Convert the records between the lines holding "One marker per instance of the multi-story" and "[(320, 35)]", inclusive, into a two-column CSV with the headers request and answer. Give one row per record, put its text and its answer each in a single quoted field, and replace line breaks with spaces.

— AVAILABLE DATA —
-------------------------

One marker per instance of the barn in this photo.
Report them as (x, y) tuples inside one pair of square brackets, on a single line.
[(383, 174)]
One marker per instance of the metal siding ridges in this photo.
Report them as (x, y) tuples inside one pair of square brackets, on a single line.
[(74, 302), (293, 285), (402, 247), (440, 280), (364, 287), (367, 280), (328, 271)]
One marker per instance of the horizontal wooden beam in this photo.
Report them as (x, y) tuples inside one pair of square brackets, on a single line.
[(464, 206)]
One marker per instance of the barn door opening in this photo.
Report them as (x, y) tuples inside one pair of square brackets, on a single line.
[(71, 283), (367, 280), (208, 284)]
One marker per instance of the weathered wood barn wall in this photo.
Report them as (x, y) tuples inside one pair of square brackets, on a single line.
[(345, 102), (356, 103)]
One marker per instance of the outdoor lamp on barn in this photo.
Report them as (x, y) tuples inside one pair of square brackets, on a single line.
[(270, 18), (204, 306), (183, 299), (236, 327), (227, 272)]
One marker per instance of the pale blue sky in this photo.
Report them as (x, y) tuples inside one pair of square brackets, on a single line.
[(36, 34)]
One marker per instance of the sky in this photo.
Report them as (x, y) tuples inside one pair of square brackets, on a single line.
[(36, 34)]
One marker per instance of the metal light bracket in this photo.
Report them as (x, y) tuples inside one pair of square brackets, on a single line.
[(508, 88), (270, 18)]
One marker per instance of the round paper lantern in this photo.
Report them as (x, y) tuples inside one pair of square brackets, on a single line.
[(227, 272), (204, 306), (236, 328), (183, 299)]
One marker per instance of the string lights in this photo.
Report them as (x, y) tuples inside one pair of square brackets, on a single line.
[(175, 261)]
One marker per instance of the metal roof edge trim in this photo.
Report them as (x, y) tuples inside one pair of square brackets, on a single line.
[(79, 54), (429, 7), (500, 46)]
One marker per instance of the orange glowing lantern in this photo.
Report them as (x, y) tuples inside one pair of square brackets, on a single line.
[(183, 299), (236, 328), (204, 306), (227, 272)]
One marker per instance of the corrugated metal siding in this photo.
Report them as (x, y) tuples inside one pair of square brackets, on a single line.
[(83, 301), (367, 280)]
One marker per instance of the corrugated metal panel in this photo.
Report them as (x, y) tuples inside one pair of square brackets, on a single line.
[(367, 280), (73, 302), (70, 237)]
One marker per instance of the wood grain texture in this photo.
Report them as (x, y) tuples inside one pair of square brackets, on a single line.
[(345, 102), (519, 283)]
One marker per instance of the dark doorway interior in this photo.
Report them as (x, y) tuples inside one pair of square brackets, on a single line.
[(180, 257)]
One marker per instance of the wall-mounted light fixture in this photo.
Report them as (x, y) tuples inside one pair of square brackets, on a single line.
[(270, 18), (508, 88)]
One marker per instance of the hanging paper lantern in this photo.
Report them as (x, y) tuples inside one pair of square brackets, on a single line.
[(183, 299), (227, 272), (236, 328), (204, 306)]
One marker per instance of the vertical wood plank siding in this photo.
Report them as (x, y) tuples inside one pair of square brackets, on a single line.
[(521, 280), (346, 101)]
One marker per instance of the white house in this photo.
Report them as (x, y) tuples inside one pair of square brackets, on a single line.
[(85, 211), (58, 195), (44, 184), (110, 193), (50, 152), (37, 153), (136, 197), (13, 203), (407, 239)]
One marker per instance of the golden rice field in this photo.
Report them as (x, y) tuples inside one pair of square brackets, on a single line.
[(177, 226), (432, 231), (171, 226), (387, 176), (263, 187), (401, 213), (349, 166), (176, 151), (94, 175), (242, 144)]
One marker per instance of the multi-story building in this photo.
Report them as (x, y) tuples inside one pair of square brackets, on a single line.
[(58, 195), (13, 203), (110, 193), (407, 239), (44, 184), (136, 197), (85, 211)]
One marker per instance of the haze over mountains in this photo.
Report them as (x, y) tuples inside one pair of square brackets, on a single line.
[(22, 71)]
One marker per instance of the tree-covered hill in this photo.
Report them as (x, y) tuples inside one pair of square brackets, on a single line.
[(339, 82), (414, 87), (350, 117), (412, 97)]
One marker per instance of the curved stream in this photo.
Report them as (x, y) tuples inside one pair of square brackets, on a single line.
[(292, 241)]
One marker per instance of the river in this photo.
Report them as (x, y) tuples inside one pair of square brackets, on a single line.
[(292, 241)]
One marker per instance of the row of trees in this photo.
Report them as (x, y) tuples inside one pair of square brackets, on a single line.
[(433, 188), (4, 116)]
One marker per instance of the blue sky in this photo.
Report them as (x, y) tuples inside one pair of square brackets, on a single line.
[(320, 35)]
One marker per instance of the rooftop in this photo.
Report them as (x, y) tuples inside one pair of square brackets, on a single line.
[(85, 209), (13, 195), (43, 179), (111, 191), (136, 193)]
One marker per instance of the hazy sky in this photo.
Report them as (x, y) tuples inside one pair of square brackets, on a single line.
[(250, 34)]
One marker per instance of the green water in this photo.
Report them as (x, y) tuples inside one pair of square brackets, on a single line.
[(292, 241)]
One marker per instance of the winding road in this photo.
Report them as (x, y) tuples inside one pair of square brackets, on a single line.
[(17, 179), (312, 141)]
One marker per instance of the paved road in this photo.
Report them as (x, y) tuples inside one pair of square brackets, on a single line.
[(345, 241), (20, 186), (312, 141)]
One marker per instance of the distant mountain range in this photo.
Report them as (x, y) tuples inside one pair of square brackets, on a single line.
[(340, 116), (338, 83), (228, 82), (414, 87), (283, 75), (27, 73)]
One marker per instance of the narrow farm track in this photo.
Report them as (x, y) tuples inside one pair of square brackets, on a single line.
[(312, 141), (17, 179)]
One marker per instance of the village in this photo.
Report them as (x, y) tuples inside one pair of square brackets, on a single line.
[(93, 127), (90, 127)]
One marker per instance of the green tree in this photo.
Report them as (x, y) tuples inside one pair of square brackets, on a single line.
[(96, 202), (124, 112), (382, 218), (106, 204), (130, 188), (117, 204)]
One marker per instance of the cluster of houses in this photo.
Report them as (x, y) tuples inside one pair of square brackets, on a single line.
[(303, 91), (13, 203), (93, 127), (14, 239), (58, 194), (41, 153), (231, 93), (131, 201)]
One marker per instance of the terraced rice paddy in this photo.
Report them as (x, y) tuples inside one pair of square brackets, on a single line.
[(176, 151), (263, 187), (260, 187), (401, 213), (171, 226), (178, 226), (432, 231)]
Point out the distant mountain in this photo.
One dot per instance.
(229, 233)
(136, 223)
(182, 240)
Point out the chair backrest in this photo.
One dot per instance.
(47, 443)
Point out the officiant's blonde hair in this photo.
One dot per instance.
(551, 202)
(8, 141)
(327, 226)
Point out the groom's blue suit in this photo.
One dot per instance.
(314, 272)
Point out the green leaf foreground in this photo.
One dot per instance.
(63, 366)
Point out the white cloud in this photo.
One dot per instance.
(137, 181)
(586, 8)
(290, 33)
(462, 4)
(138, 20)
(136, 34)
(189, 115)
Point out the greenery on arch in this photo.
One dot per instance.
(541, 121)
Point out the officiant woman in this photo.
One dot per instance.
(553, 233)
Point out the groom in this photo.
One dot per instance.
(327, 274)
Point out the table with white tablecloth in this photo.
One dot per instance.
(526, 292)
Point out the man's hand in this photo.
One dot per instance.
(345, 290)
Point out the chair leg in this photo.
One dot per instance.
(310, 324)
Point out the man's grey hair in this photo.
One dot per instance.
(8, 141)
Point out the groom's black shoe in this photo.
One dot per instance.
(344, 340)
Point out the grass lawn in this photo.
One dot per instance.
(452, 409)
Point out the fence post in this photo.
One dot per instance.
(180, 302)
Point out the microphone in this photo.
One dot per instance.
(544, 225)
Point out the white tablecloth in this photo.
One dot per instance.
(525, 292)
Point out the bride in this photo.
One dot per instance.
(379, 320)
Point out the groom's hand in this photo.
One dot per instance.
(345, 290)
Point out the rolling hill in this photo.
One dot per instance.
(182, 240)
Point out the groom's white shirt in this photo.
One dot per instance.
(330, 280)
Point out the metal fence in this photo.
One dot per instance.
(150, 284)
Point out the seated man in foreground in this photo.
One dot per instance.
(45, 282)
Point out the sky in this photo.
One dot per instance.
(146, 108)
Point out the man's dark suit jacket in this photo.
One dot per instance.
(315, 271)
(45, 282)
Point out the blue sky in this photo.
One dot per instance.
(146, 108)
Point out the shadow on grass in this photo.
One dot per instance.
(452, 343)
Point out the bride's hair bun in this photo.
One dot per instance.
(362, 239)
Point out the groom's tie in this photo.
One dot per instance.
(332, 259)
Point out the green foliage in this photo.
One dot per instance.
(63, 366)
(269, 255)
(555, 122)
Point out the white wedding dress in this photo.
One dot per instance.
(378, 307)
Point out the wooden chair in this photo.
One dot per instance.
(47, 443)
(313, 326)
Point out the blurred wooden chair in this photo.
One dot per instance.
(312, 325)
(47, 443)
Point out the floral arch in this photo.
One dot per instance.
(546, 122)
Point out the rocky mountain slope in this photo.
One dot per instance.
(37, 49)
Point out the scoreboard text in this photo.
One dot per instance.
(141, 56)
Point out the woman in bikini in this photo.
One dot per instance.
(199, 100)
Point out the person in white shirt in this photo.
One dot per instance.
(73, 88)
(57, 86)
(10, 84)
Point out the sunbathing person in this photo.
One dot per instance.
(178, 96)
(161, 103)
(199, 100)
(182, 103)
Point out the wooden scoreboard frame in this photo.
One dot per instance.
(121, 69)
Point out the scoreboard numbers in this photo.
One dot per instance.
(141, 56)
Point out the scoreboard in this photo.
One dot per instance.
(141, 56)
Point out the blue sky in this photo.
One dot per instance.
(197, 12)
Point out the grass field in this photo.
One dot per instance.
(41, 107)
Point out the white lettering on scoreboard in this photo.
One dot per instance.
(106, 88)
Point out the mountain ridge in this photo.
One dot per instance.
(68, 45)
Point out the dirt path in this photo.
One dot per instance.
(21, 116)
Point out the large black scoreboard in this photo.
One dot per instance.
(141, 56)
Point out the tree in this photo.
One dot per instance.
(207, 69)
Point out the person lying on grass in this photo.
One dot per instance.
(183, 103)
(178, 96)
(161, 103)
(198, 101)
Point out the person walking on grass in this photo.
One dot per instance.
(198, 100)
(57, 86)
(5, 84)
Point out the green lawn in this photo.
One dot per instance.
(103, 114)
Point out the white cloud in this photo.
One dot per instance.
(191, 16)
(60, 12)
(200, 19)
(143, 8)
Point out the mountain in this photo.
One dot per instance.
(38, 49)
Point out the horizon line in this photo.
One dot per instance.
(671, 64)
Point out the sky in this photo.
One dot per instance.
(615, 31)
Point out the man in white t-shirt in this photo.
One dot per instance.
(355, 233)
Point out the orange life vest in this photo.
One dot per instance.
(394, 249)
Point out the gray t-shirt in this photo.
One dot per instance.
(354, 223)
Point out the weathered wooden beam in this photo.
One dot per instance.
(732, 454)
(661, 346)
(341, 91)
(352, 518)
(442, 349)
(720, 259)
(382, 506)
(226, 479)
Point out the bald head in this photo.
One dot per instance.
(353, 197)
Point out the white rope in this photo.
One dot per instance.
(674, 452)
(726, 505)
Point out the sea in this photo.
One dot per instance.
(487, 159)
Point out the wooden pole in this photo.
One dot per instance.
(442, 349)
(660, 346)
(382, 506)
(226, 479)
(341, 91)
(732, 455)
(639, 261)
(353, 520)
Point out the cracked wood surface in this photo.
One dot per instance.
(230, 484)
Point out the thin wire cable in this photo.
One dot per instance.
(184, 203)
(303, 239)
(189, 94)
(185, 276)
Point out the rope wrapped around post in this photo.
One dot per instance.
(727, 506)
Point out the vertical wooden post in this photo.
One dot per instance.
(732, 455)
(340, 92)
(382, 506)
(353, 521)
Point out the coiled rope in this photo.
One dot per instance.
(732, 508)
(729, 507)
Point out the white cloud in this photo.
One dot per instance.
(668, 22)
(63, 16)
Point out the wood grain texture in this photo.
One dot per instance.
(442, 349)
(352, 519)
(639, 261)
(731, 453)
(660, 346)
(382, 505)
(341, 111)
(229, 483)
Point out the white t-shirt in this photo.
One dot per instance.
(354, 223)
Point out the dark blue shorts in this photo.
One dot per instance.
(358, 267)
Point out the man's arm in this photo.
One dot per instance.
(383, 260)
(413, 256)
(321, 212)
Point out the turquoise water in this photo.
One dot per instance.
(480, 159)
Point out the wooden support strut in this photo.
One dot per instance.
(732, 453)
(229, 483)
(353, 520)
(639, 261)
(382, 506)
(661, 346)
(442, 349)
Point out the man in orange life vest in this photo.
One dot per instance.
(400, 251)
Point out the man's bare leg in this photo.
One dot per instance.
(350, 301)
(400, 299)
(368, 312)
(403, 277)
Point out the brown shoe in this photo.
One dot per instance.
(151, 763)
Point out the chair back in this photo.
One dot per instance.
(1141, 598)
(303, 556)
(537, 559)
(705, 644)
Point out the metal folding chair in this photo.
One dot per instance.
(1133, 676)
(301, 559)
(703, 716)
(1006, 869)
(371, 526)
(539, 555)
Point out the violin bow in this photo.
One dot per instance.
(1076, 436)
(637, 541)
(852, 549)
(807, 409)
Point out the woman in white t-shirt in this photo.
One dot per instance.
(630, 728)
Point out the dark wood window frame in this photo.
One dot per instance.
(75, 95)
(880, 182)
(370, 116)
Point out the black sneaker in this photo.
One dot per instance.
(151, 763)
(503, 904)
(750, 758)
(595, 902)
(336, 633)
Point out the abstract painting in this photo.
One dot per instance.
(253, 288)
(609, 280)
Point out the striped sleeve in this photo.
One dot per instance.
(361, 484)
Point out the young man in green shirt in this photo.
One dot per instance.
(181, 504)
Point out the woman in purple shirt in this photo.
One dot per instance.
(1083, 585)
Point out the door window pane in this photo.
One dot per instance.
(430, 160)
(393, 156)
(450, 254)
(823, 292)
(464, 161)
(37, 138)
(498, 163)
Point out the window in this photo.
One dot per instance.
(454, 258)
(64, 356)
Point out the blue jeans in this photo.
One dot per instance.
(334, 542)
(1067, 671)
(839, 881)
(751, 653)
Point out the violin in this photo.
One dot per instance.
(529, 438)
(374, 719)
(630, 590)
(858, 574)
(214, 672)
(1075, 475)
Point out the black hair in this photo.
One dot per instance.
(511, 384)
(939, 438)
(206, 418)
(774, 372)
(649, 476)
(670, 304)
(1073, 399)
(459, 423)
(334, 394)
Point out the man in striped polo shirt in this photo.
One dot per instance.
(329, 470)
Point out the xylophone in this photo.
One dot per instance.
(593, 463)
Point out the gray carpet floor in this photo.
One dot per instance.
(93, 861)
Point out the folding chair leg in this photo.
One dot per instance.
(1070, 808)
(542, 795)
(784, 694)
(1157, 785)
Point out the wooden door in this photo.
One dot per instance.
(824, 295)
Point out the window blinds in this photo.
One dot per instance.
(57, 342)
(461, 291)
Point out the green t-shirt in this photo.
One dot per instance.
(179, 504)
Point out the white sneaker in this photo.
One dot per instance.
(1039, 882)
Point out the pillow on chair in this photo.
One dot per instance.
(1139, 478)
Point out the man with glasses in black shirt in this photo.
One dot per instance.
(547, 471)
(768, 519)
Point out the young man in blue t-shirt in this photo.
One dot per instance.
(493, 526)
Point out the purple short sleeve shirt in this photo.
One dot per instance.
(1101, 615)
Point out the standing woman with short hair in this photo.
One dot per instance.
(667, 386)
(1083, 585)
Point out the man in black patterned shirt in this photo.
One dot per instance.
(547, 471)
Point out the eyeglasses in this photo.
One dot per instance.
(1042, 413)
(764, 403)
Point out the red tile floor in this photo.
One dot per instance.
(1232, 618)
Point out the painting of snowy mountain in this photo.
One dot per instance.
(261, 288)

-------------------------

— COMPLETED EXERCISE —
request,answer
"One marker per instance of the multi-story building in this photo. Report them as (x, y) tuples inside one pair of square brackets, on a single line.","[(58, 195), (13, 203), (110, 193), (407, 239), (44, 184), (136, 197), (85, 211)]"
"One marker per instance of the haze over mountains in this photo. Report them as (x, y) tuples inside one pair of square brackets, on a single line.","[(22, 71)]"
"One marker per instance of the tree-covered hill in this photo. Report them as (x, y) tuples inside one pair of square brackets, on a single line.","[(339, 82), (414, 87), (350, 117), (412, 97)]"
"One marker per instance of the curved stream in this photo. Report them as (x, y) tuples inside one pair of square brackets, on a single line.","[(292, 241)]"
"One marker per instance of the river in this photo. Report them as (x, y) tuples inside one pair of square brackets, on a single line.","[(292, 241)]"
"One marker per instance of the row of trees in this photo. Report them as (x, y) tuples inside one pair of square brackets, on a single line.","[(433, 188), (4, 116)]"
"One marker per instance of the blue sky in this photo. Report them as (x, y) tuples inside one pair of square brackets, on a single line.","[(320, 35)]"